• [Activity list]:
a – Please reproduce, word for word, the part of the text on COVID-19 and syringe service programs that opens with the words containing "People who use" and closes with "the United States.".
b – Continue the text on COVID-19 and syringe service programs from the point where it stops.

===== Page text =====

Effects of COVID-19 on Syringe Service Programs

by Sarah Gutkind, MSPH

September 17, 2020

People who use drugs (PWUD) are among the most vulnerable populations for COVID-19. They have increased prevalence of pre-existing co-morbidities that may increase their risk of a negative outcome following COVID-19 exposure, for example respiratory and cardiovascular diseases due to smoking cigarettes, marijuana, or other substances. Syringe service programs (SSPs) not only provide sterile injection equipment to PWUD, but also other health services such as HIV and hepatitis C (HCV) testing, referrals to substance use treatment, and overdose education and naloxone distribution. SSPs often serve as a primary point of healthcare access for PWUD. Recent publications by former CHERISH Pilot Grant Recipient Tyler Bartholomew and by Sara Glick from the University of Washington Department of Medicine describe the effect of COVID-19 on services provided by SSPs in the United States.

===== Data provided =====

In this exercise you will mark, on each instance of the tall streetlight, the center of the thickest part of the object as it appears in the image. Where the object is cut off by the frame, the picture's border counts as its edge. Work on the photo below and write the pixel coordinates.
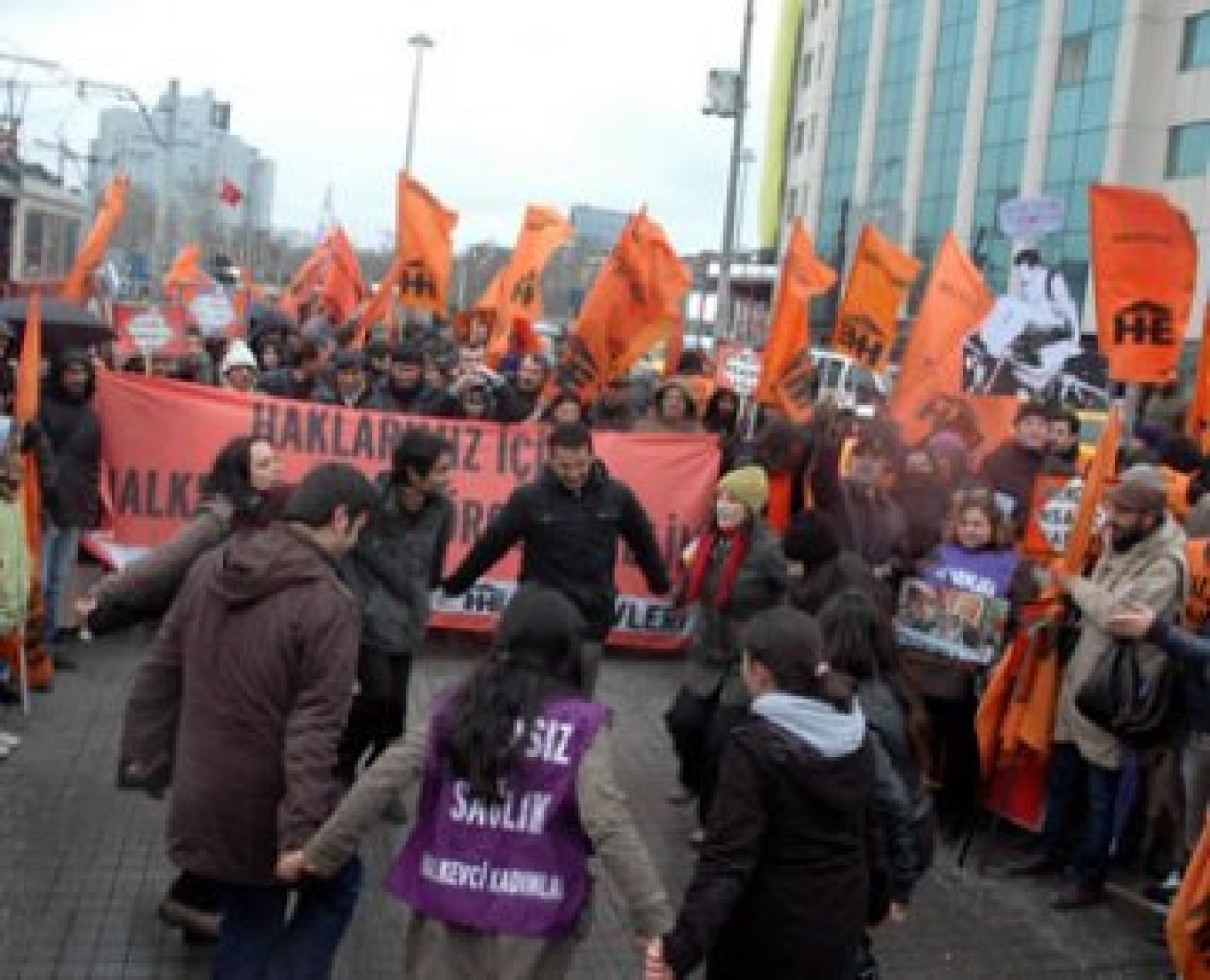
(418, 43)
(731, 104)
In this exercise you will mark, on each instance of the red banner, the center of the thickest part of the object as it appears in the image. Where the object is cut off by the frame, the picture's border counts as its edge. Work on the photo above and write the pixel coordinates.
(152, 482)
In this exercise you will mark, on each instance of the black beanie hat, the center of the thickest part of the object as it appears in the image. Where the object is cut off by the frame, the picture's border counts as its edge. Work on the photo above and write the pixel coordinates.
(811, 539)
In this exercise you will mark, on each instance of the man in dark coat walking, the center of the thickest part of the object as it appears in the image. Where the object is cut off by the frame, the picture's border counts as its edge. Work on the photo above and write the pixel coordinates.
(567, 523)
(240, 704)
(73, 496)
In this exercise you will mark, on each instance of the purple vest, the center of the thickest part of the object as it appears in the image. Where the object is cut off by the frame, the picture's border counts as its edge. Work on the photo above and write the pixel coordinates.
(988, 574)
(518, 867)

=====

• [Results in order]:
a –
People who use drugs (PWUD) are among the most vulnerable populations for COVID-19. They have increased prevalence of pre-existing co-morbidities that may increase their risk of a negative outcome following COVID-19 exposure, for example respiratory and cardiovascular diseases due to smoking cigarettes, marijuana, or other substances. Syringe service programs (SSPs) not only provide sterile injection equipment to PWUD, but also other health services such as HIV and hepatitis C (HCV) testing, referrals to substance use treatment, and overdose education and naloxone distribution. SSPs often serve as a primary point of healthcare access for PWUD. Recent publications by former CHERISH Pilot Grant Recipient Tyler Bartholomew and by Sara Glick from the University of Washington Department of Medicine describe the effect of COVID-19 on services provided by SSPs in the United States.

b –
Bartholomew and colleagues conducted a national telephone survey in March of 2020 with 65 SSPs from 33 states to collect information. In this survey, SSP staff were asked to describe operational changes, changes to HIV and HCV testing services, and precautions to protect staff. Ten of the surveyed SSPs (15.4%) located across 9 states discontinued all SSP operations, sixteen (24.6%) switched to mobile delivery exclusively, and only seventeen (26.1%) continued to provide HIV and HCV testing.

These findings were consistent with those reported from a mixed methods study conducted by Sara Glick and colleagues, including CDUHR Investigator Don Des Jarlais from New York University College of Global Public Health. They found in a short survey administered by the North American Syringe Exchange Network (NASEN) conducted in the first two weeks in April 2020 that 43% of the 173 SSPs responding decreased service provision due to COVID-19, including medication for opioid use disorder and HIV and HCV testing and treatment services. They also found that approximately one quarter of SSPs closed sites due to COVID-19 related concerns such as staff safety and staff shortage.

More than a quarter of the sites also surveyed by NASEN reported conducting COVID-19 testing onsite for PWUD. This highlights the opportunity for SSPs to become a source for COVID screening and surveillance of this vulnerable population. During qualitative interviews with SSP staff in five COVID-19 hotspots, Glick and colleagues found that SSPs were not included in emergency planning in many states, and were not considered essential businesses. Qualitative interviews also confirmed that HIV and HCV testing decreased or stopped, that syringe and naloxone distribution were prioritized, and that demand for services remained high.